# What you need to do
Only one number is wanted here: how many lines of the data hold "clothing".

[Stored data]
________

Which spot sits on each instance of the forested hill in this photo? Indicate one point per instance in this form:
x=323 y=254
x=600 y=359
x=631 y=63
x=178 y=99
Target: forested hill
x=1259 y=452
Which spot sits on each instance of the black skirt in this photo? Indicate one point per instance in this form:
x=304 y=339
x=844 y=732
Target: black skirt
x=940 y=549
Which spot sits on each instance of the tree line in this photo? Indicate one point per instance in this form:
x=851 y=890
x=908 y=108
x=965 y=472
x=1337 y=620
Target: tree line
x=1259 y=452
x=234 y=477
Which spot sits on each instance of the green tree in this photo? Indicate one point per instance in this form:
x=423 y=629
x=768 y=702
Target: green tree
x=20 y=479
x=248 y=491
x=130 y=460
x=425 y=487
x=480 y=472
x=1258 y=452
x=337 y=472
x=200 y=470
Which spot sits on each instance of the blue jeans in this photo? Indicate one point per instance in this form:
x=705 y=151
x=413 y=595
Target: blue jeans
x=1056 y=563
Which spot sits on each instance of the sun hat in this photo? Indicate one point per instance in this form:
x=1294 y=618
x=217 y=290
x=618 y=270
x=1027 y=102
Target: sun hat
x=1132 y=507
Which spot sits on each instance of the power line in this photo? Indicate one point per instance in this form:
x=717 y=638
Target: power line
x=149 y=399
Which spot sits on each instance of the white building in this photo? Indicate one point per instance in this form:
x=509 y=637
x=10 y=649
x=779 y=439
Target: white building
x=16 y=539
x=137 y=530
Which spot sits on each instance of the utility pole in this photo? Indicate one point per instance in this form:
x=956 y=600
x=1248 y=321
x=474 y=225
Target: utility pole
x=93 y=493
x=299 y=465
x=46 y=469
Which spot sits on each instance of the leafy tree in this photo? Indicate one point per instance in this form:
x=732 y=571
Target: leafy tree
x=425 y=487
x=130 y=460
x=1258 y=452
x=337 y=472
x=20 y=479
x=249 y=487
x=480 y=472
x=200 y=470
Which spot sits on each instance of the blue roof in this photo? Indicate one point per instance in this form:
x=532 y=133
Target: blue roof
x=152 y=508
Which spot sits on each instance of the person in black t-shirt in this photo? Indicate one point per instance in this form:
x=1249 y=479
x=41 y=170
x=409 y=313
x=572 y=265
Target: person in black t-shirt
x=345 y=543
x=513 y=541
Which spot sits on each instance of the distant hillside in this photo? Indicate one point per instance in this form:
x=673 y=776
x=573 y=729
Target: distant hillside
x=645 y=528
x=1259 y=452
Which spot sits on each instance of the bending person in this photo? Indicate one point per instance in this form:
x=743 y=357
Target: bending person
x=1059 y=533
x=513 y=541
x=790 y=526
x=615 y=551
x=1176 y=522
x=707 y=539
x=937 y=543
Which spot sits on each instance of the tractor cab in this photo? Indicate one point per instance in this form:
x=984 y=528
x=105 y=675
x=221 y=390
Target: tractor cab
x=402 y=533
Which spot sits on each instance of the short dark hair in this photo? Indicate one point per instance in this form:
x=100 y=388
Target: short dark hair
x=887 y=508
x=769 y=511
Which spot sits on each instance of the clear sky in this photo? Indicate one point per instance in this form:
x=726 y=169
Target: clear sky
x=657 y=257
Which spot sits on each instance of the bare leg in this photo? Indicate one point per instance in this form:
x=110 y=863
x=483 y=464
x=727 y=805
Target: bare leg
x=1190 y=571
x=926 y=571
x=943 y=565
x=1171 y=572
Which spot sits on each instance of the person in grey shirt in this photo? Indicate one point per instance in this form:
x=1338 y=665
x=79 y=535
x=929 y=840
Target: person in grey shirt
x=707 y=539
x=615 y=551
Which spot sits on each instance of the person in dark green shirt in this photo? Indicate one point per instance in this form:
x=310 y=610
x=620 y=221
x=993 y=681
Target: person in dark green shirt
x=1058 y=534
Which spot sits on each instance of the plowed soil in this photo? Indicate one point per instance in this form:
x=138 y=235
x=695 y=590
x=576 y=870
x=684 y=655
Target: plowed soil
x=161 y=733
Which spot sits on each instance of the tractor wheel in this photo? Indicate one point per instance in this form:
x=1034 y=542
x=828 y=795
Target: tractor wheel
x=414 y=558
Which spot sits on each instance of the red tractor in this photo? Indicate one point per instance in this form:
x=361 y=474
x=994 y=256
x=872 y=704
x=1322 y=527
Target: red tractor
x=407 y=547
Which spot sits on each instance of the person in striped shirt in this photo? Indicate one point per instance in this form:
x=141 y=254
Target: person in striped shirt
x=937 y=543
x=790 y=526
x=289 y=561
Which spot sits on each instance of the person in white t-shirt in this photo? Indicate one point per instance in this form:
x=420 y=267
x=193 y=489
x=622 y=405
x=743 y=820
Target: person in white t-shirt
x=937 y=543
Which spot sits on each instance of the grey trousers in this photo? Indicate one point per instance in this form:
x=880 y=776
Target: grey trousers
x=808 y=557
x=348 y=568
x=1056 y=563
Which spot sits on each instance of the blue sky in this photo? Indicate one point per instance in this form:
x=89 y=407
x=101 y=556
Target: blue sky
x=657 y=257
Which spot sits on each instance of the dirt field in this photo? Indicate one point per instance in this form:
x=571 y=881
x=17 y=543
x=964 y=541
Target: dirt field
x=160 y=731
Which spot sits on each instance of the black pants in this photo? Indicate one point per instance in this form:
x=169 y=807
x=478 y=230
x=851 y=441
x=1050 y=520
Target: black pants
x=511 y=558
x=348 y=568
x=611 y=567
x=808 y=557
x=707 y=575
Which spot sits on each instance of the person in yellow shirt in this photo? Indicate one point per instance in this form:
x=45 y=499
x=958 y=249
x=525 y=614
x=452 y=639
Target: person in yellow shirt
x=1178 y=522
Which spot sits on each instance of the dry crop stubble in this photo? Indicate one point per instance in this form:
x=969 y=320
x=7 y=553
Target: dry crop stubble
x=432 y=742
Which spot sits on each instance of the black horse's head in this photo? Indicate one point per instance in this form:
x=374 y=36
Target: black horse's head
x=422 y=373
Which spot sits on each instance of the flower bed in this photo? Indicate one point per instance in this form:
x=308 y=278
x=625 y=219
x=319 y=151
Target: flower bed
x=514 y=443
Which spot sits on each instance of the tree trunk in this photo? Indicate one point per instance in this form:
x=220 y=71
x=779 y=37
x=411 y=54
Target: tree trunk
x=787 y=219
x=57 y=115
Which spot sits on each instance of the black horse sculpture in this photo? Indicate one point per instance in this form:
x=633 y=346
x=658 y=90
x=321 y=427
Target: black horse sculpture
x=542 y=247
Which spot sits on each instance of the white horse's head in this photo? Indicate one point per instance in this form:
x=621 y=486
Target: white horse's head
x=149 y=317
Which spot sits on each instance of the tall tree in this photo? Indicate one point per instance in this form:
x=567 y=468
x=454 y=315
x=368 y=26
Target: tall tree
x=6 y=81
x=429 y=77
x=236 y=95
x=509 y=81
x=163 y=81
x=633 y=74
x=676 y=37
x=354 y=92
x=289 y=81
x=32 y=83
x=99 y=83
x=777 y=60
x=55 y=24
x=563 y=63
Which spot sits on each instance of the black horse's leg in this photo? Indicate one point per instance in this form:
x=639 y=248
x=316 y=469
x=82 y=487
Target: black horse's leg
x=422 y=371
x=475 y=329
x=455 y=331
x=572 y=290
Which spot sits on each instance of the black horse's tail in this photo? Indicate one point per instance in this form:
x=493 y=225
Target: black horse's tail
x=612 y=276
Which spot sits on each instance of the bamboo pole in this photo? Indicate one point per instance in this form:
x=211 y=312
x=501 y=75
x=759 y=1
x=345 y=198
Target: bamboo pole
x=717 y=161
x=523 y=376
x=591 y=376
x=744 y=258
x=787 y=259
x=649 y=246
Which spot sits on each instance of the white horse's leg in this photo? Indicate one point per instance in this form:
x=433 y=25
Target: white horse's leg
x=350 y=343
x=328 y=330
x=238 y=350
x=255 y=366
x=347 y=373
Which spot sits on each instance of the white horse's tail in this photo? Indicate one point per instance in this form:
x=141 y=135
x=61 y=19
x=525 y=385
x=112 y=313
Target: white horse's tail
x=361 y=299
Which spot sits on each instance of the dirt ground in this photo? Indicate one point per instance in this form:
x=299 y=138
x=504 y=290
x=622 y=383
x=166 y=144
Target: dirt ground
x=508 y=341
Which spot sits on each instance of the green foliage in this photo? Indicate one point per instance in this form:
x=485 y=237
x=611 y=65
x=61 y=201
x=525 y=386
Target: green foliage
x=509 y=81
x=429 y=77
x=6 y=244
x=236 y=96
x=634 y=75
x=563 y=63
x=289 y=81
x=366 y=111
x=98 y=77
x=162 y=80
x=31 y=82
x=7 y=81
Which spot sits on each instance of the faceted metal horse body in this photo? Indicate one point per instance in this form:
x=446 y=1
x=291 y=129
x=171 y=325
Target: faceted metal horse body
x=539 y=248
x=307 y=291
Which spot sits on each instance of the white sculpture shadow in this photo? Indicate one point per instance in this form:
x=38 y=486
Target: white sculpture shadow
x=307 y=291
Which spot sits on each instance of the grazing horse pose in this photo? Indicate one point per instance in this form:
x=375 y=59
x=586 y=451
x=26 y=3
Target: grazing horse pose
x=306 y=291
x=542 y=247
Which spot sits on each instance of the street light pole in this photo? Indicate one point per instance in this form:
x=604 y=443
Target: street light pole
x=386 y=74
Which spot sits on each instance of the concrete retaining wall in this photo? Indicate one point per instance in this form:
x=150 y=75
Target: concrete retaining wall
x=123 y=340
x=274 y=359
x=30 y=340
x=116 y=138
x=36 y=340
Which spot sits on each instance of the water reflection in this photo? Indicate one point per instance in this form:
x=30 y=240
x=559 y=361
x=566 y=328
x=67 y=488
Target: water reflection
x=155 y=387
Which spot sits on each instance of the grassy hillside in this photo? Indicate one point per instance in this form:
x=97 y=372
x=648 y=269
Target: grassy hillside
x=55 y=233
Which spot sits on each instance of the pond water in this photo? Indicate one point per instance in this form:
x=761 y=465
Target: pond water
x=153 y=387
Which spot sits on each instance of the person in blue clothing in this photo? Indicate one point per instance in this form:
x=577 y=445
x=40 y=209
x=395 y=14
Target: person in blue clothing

________

# Output for this exercise
2